■ **EXERCISE PROMPT**
Pick out every line in the rows below that contains the string "plate" and copy each such line. Case counts.

■ **TASK MATERIAL**
********************
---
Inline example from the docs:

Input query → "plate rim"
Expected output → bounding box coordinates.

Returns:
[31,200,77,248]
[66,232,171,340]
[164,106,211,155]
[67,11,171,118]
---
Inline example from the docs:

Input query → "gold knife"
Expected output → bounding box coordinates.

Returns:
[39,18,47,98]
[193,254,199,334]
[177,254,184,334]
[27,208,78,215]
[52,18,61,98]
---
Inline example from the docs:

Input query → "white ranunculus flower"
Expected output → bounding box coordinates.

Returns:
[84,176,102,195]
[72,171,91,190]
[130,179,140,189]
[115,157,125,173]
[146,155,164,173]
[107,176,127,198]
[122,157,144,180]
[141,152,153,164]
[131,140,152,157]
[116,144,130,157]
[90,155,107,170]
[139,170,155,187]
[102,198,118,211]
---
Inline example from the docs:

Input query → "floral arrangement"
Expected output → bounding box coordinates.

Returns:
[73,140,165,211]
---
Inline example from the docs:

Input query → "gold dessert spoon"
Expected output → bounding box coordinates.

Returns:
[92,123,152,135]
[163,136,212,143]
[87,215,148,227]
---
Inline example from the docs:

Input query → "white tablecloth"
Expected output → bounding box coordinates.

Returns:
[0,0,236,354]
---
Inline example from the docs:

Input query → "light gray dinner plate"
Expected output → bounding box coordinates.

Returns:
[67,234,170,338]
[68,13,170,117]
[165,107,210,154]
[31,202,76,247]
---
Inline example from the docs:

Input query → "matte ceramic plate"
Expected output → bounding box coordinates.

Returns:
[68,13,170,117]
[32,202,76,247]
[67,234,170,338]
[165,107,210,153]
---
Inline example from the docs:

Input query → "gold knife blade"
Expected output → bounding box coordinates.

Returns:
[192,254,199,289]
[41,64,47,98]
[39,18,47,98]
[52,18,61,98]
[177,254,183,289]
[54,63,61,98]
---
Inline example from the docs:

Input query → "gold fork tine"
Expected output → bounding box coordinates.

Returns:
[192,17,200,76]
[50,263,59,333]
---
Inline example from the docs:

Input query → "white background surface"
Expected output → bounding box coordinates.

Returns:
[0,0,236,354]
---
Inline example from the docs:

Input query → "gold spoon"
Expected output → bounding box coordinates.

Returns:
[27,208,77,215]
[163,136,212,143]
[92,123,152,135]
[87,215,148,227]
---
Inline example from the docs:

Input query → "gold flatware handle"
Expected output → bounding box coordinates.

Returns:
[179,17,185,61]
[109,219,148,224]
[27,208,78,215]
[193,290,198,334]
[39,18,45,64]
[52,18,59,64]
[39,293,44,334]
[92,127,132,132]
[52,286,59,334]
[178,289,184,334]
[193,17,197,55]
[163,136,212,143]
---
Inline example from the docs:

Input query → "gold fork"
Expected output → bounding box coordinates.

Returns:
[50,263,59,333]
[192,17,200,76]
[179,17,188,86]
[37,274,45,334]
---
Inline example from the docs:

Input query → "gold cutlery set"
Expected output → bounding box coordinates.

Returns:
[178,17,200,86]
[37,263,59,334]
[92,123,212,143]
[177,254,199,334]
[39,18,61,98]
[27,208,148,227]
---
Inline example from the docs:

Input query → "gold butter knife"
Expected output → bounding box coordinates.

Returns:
********************
■ **RESULT BELOW**
Input query → "plate rim"
Input query → "light gray dinner plate"
Input query → "matte ceramic plate"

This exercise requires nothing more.